» Information supplied:
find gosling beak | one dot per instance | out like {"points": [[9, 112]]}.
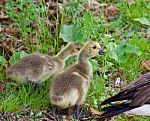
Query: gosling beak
{"points": [[101, 51]]}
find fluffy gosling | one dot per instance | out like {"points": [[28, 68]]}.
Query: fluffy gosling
{"points": [[70, 87], [39, 67]]}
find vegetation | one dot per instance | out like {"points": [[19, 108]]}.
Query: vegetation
{"points": [[124, 34]]}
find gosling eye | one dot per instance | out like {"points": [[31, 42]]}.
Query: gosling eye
{"points": [[94, 47]]}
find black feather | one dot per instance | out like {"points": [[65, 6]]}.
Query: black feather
{"points": [[116, 109]]}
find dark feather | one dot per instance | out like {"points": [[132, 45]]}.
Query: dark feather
{"points": [[116, 109], [136, 94]]}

» Prompt: Rewrite all of the records above with every "gosling" changed to "duckling" and everything else kept the same. Leave the pictures out of your answer.

» Written response:
find duckling beak | one dot per instance | out like {"points": [[9, 112]]}.
Query: duckling beak
{"points": [[101, 51]]}
find fluffy duckling | one dot per instance | out like {"points": [[28, 68]]}.
Query: fluffy duckling
{"points": [[70, 87], [39, 67]]}
find vegetation | one dot per instance | out like {"points": [[19, 108]]}.
Query: vegetation
{"points": [[124, 34]]}
find duckling eye | one dot per instance | out like {"points": [[31, 42]]}.
Query: duckling eye
{"points": [[94, 47]]}
find black feather | one dot per instance | out like {"points": [[65, 6]]}.
Query: black feather
{"points": [[116, 109]]}
find dark feather | one dot per instance | out like {"points": [[132, 45]]}.
Query: dark feather
{"points": [[116, 109], [136, 94]]}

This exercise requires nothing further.